Return the whole listing, keeping every character the same.
○ ○ ○ ○ ○
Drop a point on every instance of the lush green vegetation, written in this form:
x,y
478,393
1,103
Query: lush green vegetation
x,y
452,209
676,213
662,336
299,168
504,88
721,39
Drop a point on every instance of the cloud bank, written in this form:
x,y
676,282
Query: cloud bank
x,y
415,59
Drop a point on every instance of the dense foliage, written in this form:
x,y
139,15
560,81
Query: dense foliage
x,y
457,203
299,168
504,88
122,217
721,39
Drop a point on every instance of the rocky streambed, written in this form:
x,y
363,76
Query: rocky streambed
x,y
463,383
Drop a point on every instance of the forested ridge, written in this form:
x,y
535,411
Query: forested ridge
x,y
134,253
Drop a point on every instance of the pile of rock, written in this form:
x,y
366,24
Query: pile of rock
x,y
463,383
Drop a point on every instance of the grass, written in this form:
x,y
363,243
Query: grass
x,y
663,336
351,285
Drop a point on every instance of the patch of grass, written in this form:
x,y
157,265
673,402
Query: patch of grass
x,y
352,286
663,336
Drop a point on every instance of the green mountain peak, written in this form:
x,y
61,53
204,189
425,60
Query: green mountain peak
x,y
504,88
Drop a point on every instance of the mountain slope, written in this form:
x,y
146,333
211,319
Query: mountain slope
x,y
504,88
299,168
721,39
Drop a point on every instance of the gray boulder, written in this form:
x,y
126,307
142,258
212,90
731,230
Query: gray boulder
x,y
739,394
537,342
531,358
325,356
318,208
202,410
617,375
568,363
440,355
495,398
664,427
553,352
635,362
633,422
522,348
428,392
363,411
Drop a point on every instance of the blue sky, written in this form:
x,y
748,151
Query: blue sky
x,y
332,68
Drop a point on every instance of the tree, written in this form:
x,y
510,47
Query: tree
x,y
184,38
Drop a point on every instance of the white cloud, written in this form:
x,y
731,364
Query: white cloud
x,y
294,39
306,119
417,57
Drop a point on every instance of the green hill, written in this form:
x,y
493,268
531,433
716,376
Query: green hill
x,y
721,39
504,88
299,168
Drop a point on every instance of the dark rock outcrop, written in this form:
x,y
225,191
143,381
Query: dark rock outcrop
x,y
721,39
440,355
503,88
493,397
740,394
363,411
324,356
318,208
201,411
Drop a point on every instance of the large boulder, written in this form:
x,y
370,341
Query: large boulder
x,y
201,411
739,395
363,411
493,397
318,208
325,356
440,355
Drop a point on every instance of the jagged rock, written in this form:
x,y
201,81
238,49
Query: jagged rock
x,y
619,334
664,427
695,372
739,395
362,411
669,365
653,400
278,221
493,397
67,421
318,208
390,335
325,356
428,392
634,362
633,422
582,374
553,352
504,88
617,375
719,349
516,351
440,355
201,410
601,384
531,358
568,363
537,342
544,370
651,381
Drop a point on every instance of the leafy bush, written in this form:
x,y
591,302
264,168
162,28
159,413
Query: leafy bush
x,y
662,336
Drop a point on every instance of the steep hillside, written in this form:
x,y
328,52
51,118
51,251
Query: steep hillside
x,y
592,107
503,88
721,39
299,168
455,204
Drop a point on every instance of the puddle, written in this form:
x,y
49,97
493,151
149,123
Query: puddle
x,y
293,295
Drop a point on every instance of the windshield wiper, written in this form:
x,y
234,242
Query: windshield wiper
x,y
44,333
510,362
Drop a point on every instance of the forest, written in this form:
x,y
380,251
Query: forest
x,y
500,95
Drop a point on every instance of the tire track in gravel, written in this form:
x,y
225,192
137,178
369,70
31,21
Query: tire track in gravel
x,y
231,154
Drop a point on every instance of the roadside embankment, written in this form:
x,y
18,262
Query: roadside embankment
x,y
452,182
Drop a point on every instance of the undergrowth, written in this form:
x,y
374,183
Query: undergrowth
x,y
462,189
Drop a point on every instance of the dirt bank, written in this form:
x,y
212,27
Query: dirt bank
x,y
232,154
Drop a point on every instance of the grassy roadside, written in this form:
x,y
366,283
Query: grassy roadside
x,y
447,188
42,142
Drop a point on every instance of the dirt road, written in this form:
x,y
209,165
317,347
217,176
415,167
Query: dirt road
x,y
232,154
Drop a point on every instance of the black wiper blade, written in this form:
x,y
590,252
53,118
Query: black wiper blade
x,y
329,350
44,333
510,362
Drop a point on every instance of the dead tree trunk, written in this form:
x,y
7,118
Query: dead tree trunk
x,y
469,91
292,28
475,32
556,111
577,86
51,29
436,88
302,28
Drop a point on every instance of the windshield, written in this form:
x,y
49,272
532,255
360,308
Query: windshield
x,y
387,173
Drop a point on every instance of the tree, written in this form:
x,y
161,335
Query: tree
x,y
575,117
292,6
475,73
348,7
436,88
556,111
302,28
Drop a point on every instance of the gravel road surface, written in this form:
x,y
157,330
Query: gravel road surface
○ ○ ○ ○ ○
→ **Result of the task**:
Drop a point on every instance of the lush green vegetation, written in this form:
x,y
478,393
1,103
Query: lush green vegetation
x,y
452,209
676,213
662,336
299,168
504,88
721,39
Drop a point on every instance of the cloud bank, written in this form:
x,y
676,282
Query: cloud bank
x,y
415,59
Drop a point on every instance of the dense foliage, written in this form:
x,y
139,15
560,81
Query: dense foliage
x,y
457,203
299,168
504,88
122,217
721,39
Drop a point on every instance of the rocky streambed, written in this form:
x,y
363,76
Query: rocky streambed
x,y
463,383
Drop a point on every instance of the forested ridge, written in this form:
x,y
535,411
Query: forested ridge
x,y
134,253
Drop a point on every instance of the pile of rock, written in this form:
x,y
366,24
Query: pile of rock
x,y
463,383
Drop a point on every instance of the grass, written in this form:
x,y
363,243
Query: grass
x,y
663,336
351,285
Drop a point on every instance of the patch of grass, written in this form:
x,y
157,265
673,402
Query: patch of grass
x,y
352,286
663,336
Drop a point on every instance of the green mountain peak, written in this form:
x,y
61,53
204,189
425,60
Query: green mountain peak
x,y
504,88
Drop a point on every instance of the mountain slope, written in this form:
x,y
146,333
211,319
Query: mountain slope
x,y
504,88
299,168
721,39
Drop a point on every instance of the gray boulder, written in this form:
x,y
126,307
142,258
212,90
731,230
Query: gray boulder
x,y
739,394
537,342
531,358
325,356
318,208
202,410
617,375
568,363
440,355
495,398
664,427
553,352
635,362
633,422
522,348
428,392
363,411
Drop a point on every instance of the blue sky, written in this form:
x,y
748,151
Query: blue sky
x,y
332,68
Drop a point on every instance of the tree, written in this form:
x,y
510,47
Query: tree
x,y
184,38
Drop a point on every instance of the white cloud, written in this form:
x,y
731,364
Query: white cloud
x,y
294,39
306,119
417,57
Drop a point on every instance of the green hill, written in this form:
x,y
493,268
531,433
716,376
Query: green hill
x,y
721,39
504,88
299,168
Drop a point on every instance of the dark rock outcrop, written in this form:
x,y
225,191
143,381
Query: dark rock outcrop
x,y
721,39
440,355
503,88
493,397
740,394
363,411
324,356
318,208
201,411
Drop a point on every instance of the large boulder, written in this form:
x,y
370,341
Query: large boulder
x,y
201,411
739,395
363,411
493,397
318,208
325,356
440,355
Drop a point on every instance of the jagged rock, written in this form:
x,y
201,81
238,49
Query: jagged rock
x,y
619,334
664,427
695,372
739,395
362,411
669,365
653,400
278,221
493,397
67,421
318,208
390,335
325,356
428,392
634,362
633,422
582,374
553,352
504,88
617,375
719,349
516,351
440,355
201,410
601,384
531,358
568,363
537,342
544,370
651,381
Drop a point on every instance of the leafy bush, written in this form:
x,y
591,302
264,168
162,28
159,413
Query: leafy bush
x,y
662,336
Drop a point on every instance of the steep hillside, written in this form:
x,y
328,52
51,118
51,251
Query: steep hillside
x,y
592,107
503,88
721,39
299,168
455,204
Drop a point on every instance of the puddle, written in this form:
x,y
49,97
493,151
149,123
Query: puddle
x,y
293,295
Drop a point on every instance of the windshield wiper, written in this form:
x,y
234,242
Query: windshield wiper
x,y
44,333
510,362
Drop a point on every instance of the forest, written in this form:
x,y
380,251
Query: forest
x,y
500,95
Drop a point on every instance of the tire track in gravel, written in this form:
x,y
225,192
137,178
369,70
31,21
Query: tire track in gravel
x,y
231,154
Drop a point on every instance of the roadside embankment, written in this form:
x,y
18,262
Query: roadside embankment
x,y
452,182
Drop a point on every instance of the undergrowth, written in this form:
x,y
374,183
Query: undergrowth
x,y
462,189
Drop a point on every instance of the dirt bank, written in this form:
x,y
212,27
Query: dirt bank
x,y
232,154
Drop a point on every instance of the grassy roadside, written in this form:
x,y
366,283
Query: grassy roadside
x,y
447,188
42,142
Drop a point on every instance of the dirt road, written in this form:
x,y
209,165
317,347
217,176
415,167
Query: dirt road
x,y
232,154
Drop a point on every instance of the black wiper blade, written in this form:
x,y
590,252
53,118
Query: black wiper blade
x,y
329,350
44,333
510,362
Drop a point on every instance of the dead tree trunk, written in this form:
x,y
7,118
Query: dead tree trunk
x,y
469,91
292,28
475,32
556,111
577,86
51,29
436,88
302,28
Drop a point on every instance of the windshield, written in this form:
x,y
49,272
532,255
360,308
Query: windshield
x,y
387,173
Drop a point on every instance of the tree, written in this form:
x,y
161,335
Query: tree
x,y
575,117
292,6
475,73
348,7
436,88
556,111
302,28
Drop a point on every instance of the gravel road surface, written in this form:
x,y
157,330
Query: gravel road surface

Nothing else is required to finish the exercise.